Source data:
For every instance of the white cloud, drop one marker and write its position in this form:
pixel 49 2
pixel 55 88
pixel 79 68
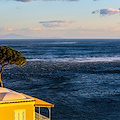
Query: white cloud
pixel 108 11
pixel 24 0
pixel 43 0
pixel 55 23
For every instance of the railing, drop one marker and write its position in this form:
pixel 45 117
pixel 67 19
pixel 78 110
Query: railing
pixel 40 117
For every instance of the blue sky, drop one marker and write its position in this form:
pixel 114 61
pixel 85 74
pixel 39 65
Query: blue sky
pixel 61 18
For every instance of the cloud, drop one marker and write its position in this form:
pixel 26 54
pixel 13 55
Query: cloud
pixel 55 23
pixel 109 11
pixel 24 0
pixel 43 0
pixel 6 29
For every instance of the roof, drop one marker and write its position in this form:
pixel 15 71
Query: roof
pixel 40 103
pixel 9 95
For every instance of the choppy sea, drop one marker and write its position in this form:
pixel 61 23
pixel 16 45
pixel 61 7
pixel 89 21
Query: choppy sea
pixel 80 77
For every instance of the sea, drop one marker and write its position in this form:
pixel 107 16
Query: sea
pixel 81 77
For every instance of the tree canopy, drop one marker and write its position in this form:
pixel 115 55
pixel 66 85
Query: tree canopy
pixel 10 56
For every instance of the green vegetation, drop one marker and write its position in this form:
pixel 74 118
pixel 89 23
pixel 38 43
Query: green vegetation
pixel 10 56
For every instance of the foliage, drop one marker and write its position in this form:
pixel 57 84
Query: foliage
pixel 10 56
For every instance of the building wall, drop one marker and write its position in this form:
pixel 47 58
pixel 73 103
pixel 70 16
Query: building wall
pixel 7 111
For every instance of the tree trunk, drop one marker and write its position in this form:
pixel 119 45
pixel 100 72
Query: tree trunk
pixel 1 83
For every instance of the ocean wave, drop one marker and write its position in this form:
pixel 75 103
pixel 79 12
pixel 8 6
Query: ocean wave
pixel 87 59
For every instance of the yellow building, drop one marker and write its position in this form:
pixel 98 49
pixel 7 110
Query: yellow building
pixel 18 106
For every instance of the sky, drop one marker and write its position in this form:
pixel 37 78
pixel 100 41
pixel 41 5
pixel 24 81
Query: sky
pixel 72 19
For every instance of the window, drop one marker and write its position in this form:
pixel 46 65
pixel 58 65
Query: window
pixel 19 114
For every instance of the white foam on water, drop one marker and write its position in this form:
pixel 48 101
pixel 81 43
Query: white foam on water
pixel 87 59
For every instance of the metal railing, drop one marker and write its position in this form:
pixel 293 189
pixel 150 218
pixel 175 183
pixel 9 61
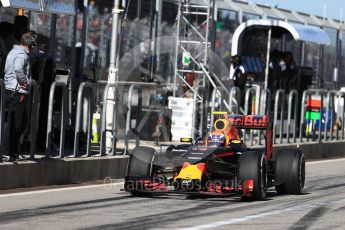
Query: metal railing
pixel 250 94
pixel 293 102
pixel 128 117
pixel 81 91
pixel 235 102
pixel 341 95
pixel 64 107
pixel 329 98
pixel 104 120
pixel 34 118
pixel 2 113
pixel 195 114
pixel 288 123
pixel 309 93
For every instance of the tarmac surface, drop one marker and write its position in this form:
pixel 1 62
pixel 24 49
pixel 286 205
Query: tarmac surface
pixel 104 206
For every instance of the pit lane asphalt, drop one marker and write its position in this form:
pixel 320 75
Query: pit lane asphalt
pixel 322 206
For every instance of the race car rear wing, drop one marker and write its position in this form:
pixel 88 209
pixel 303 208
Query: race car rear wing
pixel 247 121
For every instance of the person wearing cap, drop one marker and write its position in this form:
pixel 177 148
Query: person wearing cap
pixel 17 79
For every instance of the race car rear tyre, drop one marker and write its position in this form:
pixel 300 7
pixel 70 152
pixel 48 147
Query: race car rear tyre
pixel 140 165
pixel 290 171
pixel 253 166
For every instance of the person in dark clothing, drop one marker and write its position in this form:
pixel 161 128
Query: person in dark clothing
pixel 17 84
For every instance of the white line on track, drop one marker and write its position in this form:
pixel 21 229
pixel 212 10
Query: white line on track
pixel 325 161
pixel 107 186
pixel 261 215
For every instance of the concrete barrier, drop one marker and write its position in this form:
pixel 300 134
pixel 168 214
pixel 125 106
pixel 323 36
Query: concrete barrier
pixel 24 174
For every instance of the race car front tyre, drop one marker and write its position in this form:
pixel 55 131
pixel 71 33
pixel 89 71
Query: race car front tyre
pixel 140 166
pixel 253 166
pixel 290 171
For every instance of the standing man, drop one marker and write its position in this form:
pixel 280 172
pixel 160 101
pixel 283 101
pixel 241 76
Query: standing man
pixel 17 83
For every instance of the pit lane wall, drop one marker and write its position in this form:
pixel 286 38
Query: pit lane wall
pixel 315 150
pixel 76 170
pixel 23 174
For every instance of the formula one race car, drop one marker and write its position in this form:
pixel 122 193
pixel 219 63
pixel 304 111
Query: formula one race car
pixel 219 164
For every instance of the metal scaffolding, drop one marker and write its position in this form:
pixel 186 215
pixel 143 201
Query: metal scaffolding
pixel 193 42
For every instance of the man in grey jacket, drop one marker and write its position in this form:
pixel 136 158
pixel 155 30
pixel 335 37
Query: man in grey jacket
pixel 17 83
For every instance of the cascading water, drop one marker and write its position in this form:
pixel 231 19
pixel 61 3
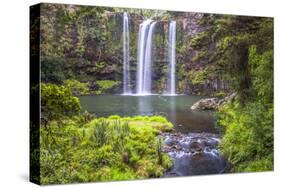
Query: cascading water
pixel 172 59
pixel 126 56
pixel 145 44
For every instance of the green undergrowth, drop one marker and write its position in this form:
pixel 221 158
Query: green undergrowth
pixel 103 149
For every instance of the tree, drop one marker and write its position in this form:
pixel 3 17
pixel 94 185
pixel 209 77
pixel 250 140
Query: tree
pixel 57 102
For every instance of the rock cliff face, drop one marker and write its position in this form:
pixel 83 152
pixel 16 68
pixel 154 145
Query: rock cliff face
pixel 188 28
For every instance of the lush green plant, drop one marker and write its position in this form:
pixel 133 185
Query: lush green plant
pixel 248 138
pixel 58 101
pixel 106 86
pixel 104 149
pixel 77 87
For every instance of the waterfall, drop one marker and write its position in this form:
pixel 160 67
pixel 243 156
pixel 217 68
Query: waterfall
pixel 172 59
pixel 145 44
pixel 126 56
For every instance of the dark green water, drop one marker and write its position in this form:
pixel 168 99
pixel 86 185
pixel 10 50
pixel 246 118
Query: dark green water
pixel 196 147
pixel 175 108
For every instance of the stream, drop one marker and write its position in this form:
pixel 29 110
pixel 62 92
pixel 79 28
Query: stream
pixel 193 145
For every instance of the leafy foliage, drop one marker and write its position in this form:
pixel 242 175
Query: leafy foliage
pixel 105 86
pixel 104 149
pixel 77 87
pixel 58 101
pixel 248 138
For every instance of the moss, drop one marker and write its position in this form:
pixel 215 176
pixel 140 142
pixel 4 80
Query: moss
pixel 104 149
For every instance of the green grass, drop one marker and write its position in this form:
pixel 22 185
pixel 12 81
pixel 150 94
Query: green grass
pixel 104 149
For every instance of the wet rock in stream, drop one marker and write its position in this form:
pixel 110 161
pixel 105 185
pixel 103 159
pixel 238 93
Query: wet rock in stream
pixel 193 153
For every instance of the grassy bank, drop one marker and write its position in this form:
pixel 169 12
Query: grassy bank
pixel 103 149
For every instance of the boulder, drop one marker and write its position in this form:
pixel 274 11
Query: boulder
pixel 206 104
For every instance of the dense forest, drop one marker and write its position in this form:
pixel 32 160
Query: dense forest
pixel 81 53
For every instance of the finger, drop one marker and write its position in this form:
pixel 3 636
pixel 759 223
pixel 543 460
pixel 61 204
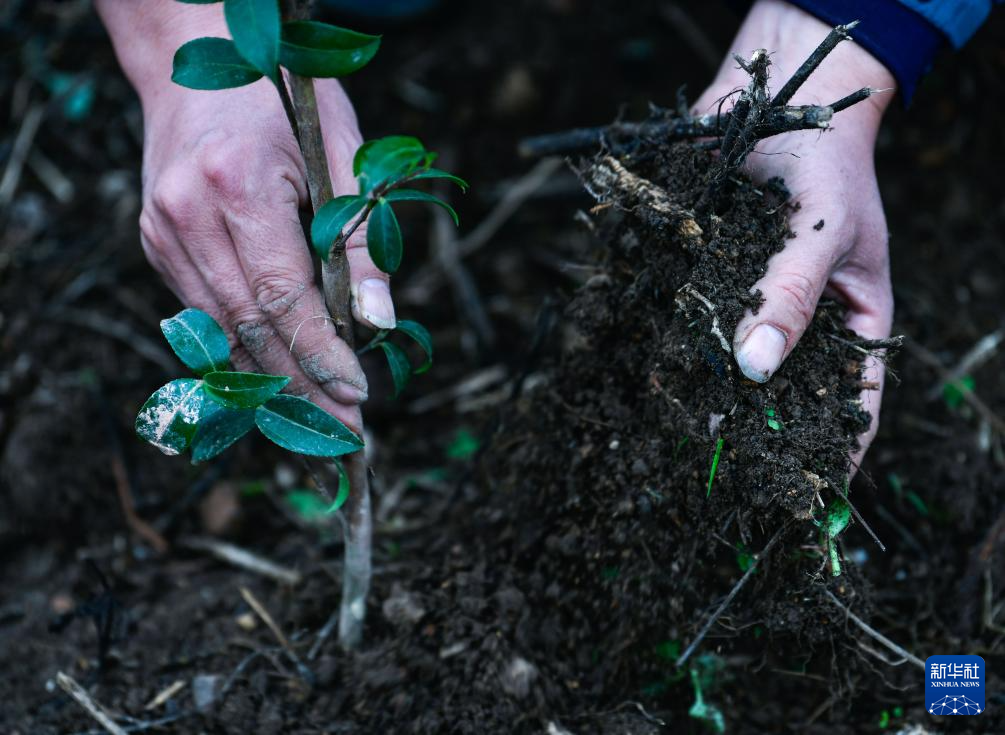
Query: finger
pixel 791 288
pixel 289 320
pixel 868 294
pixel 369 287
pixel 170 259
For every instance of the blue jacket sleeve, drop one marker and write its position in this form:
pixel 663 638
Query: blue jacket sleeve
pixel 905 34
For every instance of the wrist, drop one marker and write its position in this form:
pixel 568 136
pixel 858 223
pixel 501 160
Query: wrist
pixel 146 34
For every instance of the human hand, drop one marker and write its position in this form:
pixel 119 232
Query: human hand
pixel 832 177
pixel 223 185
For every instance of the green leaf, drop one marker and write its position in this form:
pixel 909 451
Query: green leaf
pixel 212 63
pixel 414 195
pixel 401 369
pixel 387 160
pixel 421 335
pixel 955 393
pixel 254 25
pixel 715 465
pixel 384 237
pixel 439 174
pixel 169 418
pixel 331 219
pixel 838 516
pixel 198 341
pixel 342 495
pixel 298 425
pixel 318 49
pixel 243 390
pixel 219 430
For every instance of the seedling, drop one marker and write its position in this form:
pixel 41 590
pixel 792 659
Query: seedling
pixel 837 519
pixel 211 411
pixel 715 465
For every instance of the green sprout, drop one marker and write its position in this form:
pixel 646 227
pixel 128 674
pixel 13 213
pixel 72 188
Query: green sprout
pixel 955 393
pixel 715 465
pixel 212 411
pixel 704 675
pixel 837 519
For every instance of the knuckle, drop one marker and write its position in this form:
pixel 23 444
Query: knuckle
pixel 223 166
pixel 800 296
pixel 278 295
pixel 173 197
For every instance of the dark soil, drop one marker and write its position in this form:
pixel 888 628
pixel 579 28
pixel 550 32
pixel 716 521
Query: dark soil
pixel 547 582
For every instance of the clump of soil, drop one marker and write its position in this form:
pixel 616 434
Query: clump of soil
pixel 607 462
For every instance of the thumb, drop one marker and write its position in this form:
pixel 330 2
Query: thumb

Your instructions
Copy out, character for character, the lines of the material that start with the line containing "For every instance of the waterfall, drop" and continue through the line containing "pixel 193 145".

Task answer
For every instance of the waterfall, drop one marker and write its position in this form:
pixel 160 67
pixel 243 156
pixel 217 68
Query: waterfall
pixel 172 59
pixel 145 44
pixel 126 56
For every instance of the dark green water, drop one marker and write its position in this form:
pixel 168 99
pixel 86 185
pixel 10 50
pixel 246 118
Query: dark green water
pixel 196 147
pixel 175 108
For every instance of the stream, drop one marker and write its position in this form:
pixel 29 110
pixel 62 92
pixel 79 28
Query: stream
pixel 193 145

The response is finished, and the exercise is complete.